** Texte à analyser **
Mesdames et Messieurs,
Notre stratégie budgétaire est le prolongement de notre stratégie économique et sociale. Bâtir un projet de loi de finances, c'est partir de nos objectifs économiques et sociaux et nous donner les moyens de les atteindre. Ces objectifs, quels sont-ils ?
Christine vous les a rappelés : il y a un an, c'était d'éviter que le système financier et l'activité s'effondrent. Tout le budget 2009, et les différents collectifs qui l'ont complété, ont été construits en fonction de cet impératif : faire face à une crise exceptionnelle.
Le Président de la République et le Gouvernement ont pris et assumé des décisions d'urgence. Oui, nous avons été conduits à accepter une hausse des déficits, je vais y revenir. Mais ce sont ces décisions qui nous permettent de présenter ce budget 2010 sous des auspices plus favorables. En 2009, la récession sera finalement moins forte que prévue et nous devrions renouer avec la croissance dès 2010.
Alors aujourd'hui, Mesdames et Messieurs, notre objectif, c'est de réussir la sortie de crise. Il ne s'agit plus, comme il y a un an, de tout faire pour limiter l'ampleur de la chute. Il s'agit désormais de tout faire pour favoriser la reprise et, j'insiste, pour que cette reprise soit durable. Renouer avec la croissance, et avec une croissance plus forte : c'est sur cet impératif que nous avons construit le budget 2010.
1. Avant d'entrer dans le détail du budget 2010, je voudrais revenir quelques instants sur l'année 2009. Aucun autre Gouvernement n'avait en effet été confronté, depuis la Seconde Guerre Mondiale, à une telle crise.
Face à cette crise exceptionnelle, le Gouvernement a, en matière budgétaire, pris trois décisions essentielles. La première, de mettre en oeuvre des mesures immédiates de soutien aux banques. La seconde, d'accepter des baisses de recettes fiscales d'une ampleur inégalée. La troisième, de relancer l'activité économique par un effort supplémentaire d'investissement et de pouvoir d'achat.
Dire que nous avons été attaqués est un euphémisme. A l'époque, je vous le rappelle, le plan de relance français était jugé par l'opposition, mal construit, déséquilibré, insuffisant et le soutien aux banques, excessif et coûteux.

** Consigne **
D'après le texte à analyser, quelles sont les trois décisions essentielles prises par le Gouvernement en matière budgétaire face à la crise ?

Données recueillies
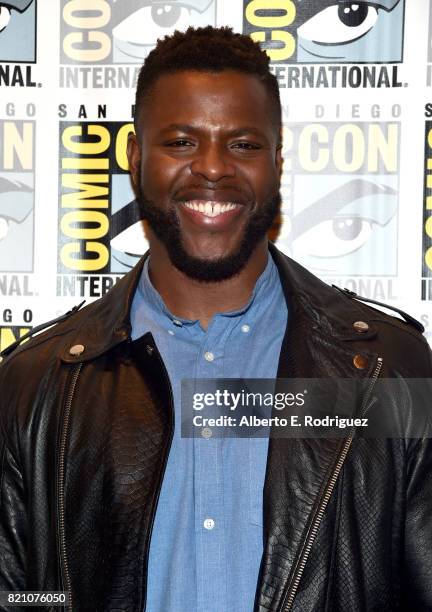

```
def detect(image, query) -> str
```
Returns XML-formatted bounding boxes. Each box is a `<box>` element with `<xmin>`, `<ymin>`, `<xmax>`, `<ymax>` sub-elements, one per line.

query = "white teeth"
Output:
<box><xmin>184</xmin><ymin>200</ymin><xmax>240</xmax><ymax>217</ymax></box>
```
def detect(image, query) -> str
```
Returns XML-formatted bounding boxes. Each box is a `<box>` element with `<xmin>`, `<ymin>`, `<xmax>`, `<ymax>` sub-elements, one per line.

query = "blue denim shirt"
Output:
<box><xmin>131</xmin><ymin>250</ymin><xmax>287</xmax><ymax>612</ymax></box>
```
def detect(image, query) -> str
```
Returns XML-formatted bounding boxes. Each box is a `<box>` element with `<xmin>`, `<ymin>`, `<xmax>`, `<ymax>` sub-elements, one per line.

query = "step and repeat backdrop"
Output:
<box><xmin>0</xmin><ymin>0</ymin><xmax>432</xmax><ymax>349</ymax></box>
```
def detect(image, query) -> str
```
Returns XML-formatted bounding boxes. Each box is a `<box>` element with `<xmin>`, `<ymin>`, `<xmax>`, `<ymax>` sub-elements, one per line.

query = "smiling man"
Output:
<box><xmin>0</xmin><ymin>27</ymin><xmax>432</xmax><ymax>612</ymax></box>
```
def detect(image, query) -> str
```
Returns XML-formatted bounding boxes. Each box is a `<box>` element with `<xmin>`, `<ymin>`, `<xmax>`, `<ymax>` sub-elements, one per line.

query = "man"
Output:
<box><xmin>0</xmin><ymin>27</ymin><xmax>432</xmax><ymax>612</ymax></box>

** Corrigé **
- Mettre en œuvre des mesures immédiates de soutien aux banques.
- Accepter des baisses de recettes fiscales d'une ampleur inégalée.
- Relancer l'activité économique par un effort supplémentaire d'investissement et de pouvoir d'achat.